→ 目標: 以下の項目から、文字列「plant」を含む行をすべて抜き出してください。大文字と小文字は区別します。

→ 提供された項目:
----------------

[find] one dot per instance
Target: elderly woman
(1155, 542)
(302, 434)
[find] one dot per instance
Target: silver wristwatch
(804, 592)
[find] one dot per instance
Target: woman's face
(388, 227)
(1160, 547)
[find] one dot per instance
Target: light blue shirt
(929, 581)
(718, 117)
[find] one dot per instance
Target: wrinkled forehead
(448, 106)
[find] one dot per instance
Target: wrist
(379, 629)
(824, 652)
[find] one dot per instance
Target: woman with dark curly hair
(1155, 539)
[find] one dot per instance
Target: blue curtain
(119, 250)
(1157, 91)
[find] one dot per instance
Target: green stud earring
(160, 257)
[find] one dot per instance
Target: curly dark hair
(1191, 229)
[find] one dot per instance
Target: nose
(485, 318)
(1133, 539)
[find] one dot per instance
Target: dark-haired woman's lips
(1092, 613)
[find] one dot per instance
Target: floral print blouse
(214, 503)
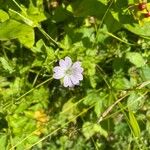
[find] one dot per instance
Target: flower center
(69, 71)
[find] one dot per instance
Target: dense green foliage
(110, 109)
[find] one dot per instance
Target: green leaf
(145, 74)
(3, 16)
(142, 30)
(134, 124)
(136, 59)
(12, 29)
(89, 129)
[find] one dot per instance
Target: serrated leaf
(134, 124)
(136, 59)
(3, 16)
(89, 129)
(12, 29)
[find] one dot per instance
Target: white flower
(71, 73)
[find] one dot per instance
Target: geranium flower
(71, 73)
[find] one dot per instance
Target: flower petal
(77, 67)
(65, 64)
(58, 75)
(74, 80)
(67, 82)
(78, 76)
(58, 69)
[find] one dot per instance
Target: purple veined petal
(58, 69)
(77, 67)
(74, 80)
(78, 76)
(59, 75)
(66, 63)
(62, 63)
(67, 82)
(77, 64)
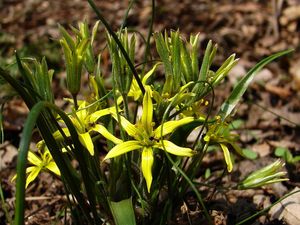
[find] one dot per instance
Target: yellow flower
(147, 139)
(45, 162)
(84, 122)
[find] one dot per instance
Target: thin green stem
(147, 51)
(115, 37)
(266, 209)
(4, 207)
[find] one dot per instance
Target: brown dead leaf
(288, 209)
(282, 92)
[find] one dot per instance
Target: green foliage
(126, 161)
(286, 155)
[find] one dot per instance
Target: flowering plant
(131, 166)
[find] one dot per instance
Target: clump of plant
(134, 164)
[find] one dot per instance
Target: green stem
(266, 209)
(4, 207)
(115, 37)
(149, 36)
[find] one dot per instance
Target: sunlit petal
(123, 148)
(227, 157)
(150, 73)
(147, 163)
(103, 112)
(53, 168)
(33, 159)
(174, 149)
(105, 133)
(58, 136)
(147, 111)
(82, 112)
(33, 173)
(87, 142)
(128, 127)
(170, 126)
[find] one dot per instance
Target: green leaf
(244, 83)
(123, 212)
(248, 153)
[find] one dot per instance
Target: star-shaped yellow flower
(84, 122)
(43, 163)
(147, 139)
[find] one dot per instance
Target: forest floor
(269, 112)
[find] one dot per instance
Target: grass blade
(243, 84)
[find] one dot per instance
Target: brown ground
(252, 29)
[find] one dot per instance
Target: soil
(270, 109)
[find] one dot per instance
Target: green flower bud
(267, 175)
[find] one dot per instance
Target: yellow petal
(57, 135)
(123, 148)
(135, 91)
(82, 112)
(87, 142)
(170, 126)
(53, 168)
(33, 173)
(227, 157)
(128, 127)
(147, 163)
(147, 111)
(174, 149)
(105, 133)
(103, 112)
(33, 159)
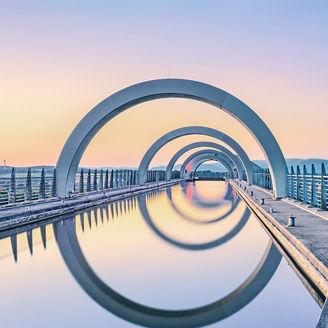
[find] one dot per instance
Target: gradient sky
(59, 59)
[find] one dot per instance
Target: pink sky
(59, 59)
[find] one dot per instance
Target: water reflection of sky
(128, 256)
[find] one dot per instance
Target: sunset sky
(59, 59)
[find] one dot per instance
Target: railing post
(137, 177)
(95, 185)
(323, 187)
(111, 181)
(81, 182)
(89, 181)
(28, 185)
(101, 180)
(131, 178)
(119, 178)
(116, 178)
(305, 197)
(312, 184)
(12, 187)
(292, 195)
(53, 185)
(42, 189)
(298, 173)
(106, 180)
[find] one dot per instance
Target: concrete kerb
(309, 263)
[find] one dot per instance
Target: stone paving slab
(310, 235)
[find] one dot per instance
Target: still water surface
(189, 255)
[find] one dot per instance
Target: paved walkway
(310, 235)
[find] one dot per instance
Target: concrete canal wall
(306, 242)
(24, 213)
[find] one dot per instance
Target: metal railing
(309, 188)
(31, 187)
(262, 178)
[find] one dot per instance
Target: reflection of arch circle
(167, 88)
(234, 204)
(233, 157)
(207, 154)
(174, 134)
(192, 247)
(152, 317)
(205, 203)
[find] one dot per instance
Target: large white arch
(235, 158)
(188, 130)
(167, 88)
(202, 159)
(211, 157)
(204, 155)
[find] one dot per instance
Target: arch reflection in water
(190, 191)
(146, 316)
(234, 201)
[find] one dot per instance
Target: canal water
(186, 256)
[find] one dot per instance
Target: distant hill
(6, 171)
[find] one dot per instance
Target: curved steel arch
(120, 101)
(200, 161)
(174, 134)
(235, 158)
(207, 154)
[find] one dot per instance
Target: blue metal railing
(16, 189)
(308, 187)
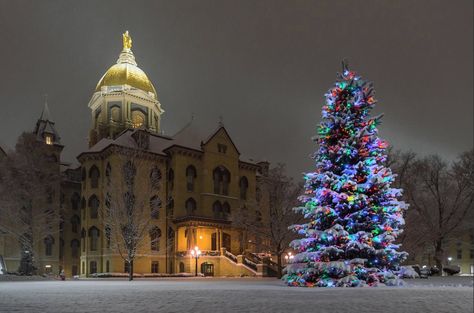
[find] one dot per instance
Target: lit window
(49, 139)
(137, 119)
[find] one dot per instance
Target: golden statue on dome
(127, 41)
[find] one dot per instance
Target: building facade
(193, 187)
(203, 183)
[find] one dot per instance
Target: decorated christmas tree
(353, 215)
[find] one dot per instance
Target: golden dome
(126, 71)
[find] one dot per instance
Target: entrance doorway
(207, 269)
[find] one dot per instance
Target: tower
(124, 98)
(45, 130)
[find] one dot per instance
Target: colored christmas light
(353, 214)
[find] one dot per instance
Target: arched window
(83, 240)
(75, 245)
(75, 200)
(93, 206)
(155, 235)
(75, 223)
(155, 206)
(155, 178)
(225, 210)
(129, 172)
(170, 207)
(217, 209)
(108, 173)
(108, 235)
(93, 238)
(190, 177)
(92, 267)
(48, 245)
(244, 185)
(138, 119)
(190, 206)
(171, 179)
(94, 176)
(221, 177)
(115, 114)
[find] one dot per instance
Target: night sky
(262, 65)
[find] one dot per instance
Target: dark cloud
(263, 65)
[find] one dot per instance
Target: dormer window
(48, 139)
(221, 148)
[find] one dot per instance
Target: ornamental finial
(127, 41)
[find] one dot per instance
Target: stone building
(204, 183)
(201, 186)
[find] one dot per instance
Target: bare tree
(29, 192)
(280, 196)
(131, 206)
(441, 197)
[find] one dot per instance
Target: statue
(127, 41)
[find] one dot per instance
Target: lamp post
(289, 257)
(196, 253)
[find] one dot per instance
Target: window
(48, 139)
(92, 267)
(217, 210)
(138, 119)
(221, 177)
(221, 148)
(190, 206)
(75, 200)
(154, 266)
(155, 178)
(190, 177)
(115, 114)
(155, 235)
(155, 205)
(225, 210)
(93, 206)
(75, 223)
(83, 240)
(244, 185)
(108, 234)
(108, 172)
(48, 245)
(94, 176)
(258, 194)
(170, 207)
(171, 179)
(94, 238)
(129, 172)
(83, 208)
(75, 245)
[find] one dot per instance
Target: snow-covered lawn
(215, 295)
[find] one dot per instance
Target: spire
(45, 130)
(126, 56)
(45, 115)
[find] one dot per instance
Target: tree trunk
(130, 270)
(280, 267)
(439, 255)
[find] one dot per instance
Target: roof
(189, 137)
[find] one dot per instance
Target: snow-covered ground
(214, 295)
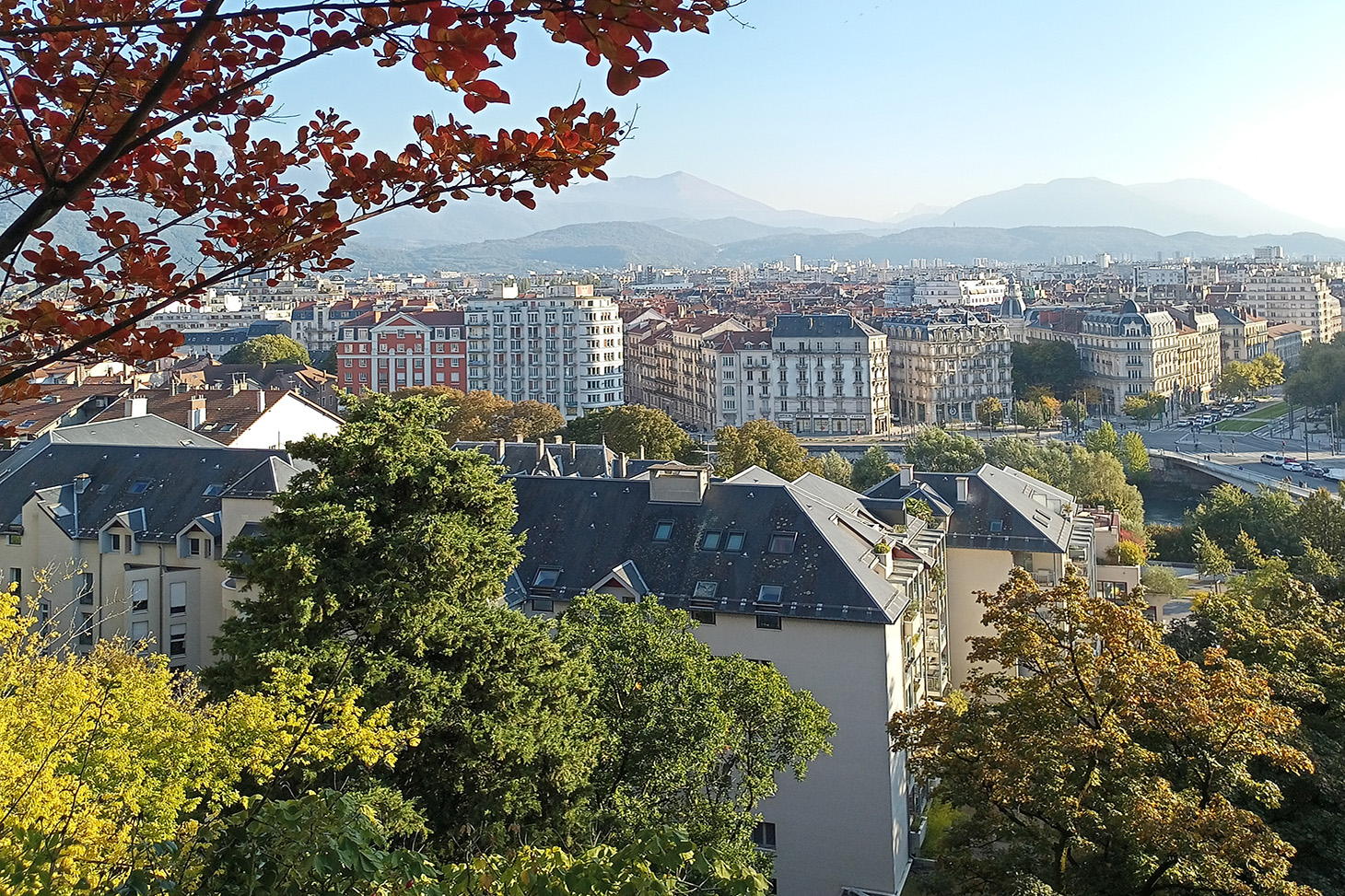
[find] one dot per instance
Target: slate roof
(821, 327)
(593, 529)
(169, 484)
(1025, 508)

----------------

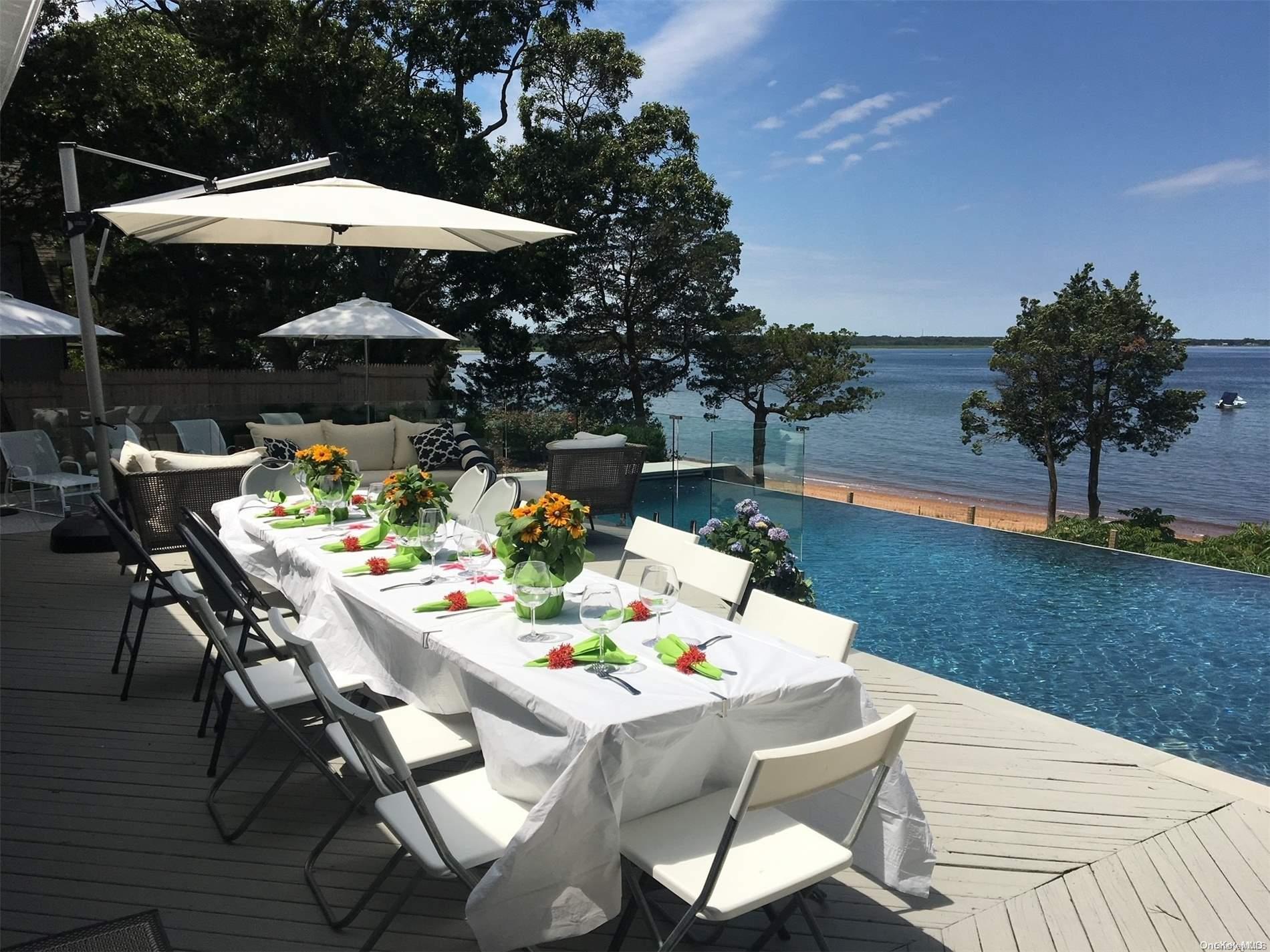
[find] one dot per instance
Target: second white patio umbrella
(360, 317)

----------------

→ 回答全文:
Target: flowering plant
Target: clump of plant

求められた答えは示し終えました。